• **Exercise instructions**
A word-for-word restatement of every entry is what is needed here.

• **Input data**
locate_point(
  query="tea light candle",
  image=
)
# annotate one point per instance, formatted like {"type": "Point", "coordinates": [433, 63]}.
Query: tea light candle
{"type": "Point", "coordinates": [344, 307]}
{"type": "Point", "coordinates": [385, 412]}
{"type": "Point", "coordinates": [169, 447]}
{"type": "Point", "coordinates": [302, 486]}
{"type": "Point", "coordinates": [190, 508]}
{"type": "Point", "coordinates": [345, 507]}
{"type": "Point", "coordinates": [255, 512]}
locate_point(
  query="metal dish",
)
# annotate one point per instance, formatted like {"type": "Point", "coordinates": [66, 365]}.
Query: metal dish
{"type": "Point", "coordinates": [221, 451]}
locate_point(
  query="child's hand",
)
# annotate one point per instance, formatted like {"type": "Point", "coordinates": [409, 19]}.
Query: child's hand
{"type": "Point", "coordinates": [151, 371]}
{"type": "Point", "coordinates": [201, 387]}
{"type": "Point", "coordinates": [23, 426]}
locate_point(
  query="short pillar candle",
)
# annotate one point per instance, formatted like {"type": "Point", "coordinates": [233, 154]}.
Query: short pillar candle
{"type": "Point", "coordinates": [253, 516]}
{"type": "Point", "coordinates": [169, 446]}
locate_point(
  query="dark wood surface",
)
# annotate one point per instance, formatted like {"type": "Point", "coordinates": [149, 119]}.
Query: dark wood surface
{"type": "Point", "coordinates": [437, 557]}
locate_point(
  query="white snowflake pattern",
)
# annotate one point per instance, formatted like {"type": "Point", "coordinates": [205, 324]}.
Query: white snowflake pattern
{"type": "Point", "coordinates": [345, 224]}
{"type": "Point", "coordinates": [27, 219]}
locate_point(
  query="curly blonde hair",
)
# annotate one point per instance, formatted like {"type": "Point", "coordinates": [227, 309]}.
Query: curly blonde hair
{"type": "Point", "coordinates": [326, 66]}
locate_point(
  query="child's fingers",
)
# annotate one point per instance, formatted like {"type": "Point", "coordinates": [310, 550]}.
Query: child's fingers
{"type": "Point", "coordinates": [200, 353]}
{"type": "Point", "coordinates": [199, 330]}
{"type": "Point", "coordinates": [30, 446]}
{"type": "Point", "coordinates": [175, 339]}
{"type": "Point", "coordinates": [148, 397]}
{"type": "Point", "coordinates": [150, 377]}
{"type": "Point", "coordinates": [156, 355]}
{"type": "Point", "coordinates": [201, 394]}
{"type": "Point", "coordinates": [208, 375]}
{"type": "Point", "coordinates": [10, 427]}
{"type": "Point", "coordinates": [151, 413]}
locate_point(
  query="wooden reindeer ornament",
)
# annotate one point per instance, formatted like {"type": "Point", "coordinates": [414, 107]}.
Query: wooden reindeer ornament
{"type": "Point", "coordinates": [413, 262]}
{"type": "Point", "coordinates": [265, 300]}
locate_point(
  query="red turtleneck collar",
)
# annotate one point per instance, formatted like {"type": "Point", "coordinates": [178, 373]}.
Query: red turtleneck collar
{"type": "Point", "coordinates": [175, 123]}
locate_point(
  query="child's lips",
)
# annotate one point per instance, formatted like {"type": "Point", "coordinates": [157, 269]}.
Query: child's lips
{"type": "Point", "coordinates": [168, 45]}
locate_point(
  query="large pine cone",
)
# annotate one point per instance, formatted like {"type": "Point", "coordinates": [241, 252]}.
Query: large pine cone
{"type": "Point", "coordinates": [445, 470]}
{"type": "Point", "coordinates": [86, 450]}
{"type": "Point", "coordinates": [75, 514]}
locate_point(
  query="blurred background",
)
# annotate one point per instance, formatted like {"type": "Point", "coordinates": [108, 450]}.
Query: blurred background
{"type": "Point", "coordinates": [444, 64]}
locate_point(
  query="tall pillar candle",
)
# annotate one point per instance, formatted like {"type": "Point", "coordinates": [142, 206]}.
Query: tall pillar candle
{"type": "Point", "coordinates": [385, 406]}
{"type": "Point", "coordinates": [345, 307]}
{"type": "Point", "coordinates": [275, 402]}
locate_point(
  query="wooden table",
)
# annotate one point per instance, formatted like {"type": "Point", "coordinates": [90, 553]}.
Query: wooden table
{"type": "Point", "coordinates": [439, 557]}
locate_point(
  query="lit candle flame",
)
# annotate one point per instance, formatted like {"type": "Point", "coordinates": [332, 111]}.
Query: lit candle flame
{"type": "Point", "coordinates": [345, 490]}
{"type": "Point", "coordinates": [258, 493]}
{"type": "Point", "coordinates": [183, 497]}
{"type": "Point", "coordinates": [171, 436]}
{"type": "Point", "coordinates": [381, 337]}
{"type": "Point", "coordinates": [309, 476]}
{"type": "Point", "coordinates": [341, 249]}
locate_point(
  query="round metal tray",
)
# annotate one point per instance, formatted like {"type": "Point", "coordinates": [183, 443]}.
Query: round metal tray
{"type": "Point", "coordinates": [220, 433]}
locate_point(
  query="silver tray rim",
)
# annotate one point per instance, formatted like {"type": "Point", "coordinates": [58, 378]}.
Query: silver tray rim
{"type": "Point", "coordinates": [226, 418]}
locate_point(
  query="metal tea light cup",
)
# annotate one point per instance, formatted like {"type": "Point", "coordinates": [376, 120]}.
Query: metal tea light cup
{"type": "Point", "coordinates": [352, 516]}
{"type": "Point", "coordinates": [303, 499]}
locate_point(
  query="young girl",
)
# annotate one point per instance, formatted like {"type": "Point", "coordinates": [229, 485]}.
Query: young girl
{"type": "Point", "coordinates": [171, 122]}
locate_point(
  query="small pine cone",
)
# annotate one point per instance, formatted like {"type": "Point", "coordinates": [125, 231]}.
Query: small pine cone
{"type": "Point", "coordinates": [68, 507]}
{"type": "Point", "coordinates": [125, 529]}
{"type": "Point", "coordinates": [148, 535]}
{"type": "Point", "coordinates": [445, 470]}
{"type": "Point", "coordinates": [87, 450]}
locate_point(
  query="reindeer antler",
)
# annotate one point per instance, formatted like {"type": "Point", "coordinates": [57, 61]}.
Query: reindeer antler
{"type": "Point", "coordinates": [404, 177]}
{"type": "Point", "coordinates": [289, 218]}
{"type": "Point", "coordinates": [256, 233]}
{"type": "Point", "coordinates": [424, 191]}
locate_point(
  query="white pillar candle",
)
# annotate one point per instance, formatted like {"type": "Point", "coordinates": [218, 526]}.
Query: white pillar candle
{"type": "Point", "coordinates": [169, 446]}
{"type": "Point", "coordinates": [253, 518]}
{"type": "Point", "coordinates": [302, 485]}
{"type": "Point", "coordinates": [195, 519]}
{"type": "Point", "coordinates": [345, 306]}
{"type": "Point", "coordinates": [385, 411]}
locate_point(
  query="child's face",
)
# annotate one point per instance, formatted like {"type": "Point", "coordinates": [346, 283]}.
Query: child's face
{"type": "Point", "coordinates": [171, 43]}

• **Reply to the task**
locate_point(
  query="tea light candle",
  image=
)
# annotate one point per instance, formatted like {"type": "Point", "coordinates": [433, 63]}.
Query: tea light candle
{"type": "Point", "coordinates": [344, 307]}
{"type": "Point", "coordinates": [385, 412]}
{"type": "Point", "coordinates": [169, 447]}
{"type": "Point", "coordinates": [302, 486]}
{"type": "Point", "coordinates": [190, 508]}
{"type": "Point", "coordinates": [345, 507]}
{"type": "Point", "coordinates": [255, 512]}
locate_point(
  query="metal dish",
)
# annotate one point per instance, formatted like {"type": "Point", "coordinates": [66, 365]}.
Query: metal dish
{"type": "Point", "coordinates": [221, 451]}
locate_point(
  query="child's hand",
)
# annotate one point per instance, formatted like {"type": "Point", "coordinates": [409, 19]}.
Query: child's hand
{"type": "Point", "coordinates": [151, 371]}
{"type": "Point", "coordinates": [201, 387]}
{"type": "Point", "coordinates": [23, 426]}
locate_point(
  query="short pillar candle",
)
# annotate one point per instance, formatted like {"type": "Point", "coordinates": [233, 154]}.
Query: short pillar candle
{"type": "Point", "coordinates": [253, 516]}
{"type": "Point", "coordinates": [169, 446]}
locate_point(
  query="dark wood surface",
)
# annotate one point per instance, formatted like {"type": "Point", "coordinates": [149, 119]}.
Query: dark wood surface
{"type": "Point", "coordinates": [437, 557]}
locate_point(
  query="white snowflake pattern",
)
# annotate one point per instance, formatted like {"type": "Point", "coordinates": [205, 324]}.
Query: white snowflake pattern
{"type": "Point", "coordinates": [345, 224]}
{"type": "Point", "coordinates": [27, 219]}
locate_point(
  query="curly blonde hair",
)
# annotate one point per instance, formatted like {"type": "Point", "coordinates": [227, 309]}.
Query: curly blonde hair
{"type": "Point", "coordinates": [326, 66]}
locate_point(
  query="child's fingers",
)
# annotate one point per instance, formatted like {"type": "Point", "coordinates": [310, 550]}.
Query: child's fingers
{"type": "Point", "coordinates": [200, 353]}
{"type": "Point", "coordinates": [199, 330]}
{"type": "Point", "coordinates": [30, 446]}
{"type": "Point", "coordinates": [175, 339]}
{"type": "Point", "coordinates": [148, 397]}
{"type": "Point", "coordinates": [150, 377]}
{"type": "Point", "coordinates": [156, 355]}
{"type": "Point", "coordinates": [201, 394]}
{"type": "Point", "coordinates": [208, 375]}
{"type": "Point", "coordinates": [10, 427]}
{"type": "Point", "coordinates": [151, 413]}
locate_point(
  query="wooden reindeer ornament",
)
# annotate one point per instance, formatted like {"type": "Point", "coordinates": [414, 107]}.
Query: wooden reindeer ornament
{"type": "Point", "coordinates": [413, 262]}
{"type": "Point", "coordinates": [265, 300]}
locate_point(
  query="red turtleneck collar",
)
# annotate one point per instance, formatted like {"type": "Point", "coordinates": [178, 373]}.
Query: red turtleneck collar
{"type": "Point", "coordinates": [175, 123]}
locate_point(
  query="child's lips",
)
# annotate one point per instance, formatted like {"type": "Point", "coordinates": [157, 269]}.
Query: child's lips
{"type": "Point", "coordinates": [168, 45]}
locate_point(
  query="large pine cone",
)
# annotate one point per instance, formatted like {"type": "Point", "coordinates": [241, 252]}.
Query: large pine cone
{"type": "Point", "coordinates": [445, 470]}
{"type": "Point", "coordinates": [86, 450]}
{"type": "Point", "coordinates": [75, 514]}
locate_point(
  query="blurred background",
)
# annotate one point per instance, formatted like {"type": "Point", "coordinates": [108, 450]}.
Query: blurred background
{"type": "Point", "coordinates": [444, 64]}
locate_point(
  query="tall pillar candle",
)
# annotate one point per instance, formatted like {"type": "Point", "coordinates": [142, 206]}.
Query: tall pillar candle
{"type": "Point", "coordinates": [385, 406]}
{"type": "Point", "coordinates": [345, 307]}
{"type": "Point", "coordinates": [275, 402]}
locate_point(
  query="wooden table",
)
# annotate one point per instance, formatted like {"type": "Point", "coordinates": [90, 553]}.
Query: wooden table
{"type": "Point", "coordinates": [439, 557]}
locate_point(
  query="lit candle flame",
)
# annotate one point per instance, formatted like {"type": "Point", "coordinates": [332, 111]}.
Query: lit candle flame
{"type": "Point", "coordinates": [345, 490]}
{"type": "Point", "coordinates": [258, 493]}
{"type": "Point", "coordinates": [183, 497]}
{"type": "Point", "coordinates": [171, 436]}
{"type": "Point", "coordinates": [381, 337]}
{"type": "Point", "coordinates": [309, 476]}
{"type": "Point", "coordinates": [341, 249]}
locate_point(
  query="round metal tray",
)
# annotate one point per instance, formatted like {"type": "Point", "coordinates": [183, 443]}.
Query: round metal tray
{"type": "Point", "coordinates": [220, 433]}
locate_point(
  query="silver tray rim",
)
# annotate one point per instance, formatted like {"type": "Point", "coordinates": [58, 378]}.
Query: silver tray rim
{"type": "Point", "coordinates": [226, 418]}
locate_point(
  query="metal tea light cup",
)
# annotate one point per instance, formatted like {"type": "Point", "coordinates": [376, 120]}.
Query: metal tea light cup
{"type": "Point", "coordinates": [352, 516]}
{"type": "Point", "coordinates": [303, 499]}
locate_point(
  query="young girl",
)
# annotate one point per instance, formatted like {"type": "Point", "coordinates": [229, 485]}.
Query: young girl
{"type": "Point", "coordinates": [171, 122]}
locate_point(
  query="small pine cone",
)
# annotate one point per instance, formatted like {"type": "Point", "coordinates": [125, 231]}.
Query: small pine cone
{"type": "Point", "coordinates": [68, 507]}
{"type": "Point", "coordinates": [125, 529]}
{"type": "Point", "coordinates": [148, 535]}
{"type": "Point", "coordinates": [445, 470]}
{"type": "Point", "coordinates": [87, 450]}
locate_point(
  query="reindeer antler",
)
# annotate one point per instance, formatted like {"type": "Point", "coordinates": [57, 61]}.
Query: reindeer antler
{"type": "Point", "coordinates": [404, 177]}
{"type": "Point", "coordinates": [289, 218]}
{"type": "Point", "coordinates": [256, 233]}
{"type": "Point", "coordinates": [424, 191]}
locate_point(
  query="white pillar candle",
)
# annotate one point per instance, formatted like {"type": "Point", "coordinates": [218, 526]}.
Query: white pillar candle
{"type": "Point", "coordinates": [169, 446]}
{"type": "Point", "coordinates": [253, 518]}
{"type": "Point", "coordinates": [302, 485]}
{"type": "Point", "coordinates": [195, 519]}
{"type": "Point", "coordinates": [345, 306]}
{"type": "Point", "coordinates": [385, 411]}
locate_point(
  query="child's face",
)
# annotate one point per instance, formatted like {"type": "Point", "coordinates": [346, 283]}.
Query: child's face
{"type": "Point", "coordinates": [171, 43]}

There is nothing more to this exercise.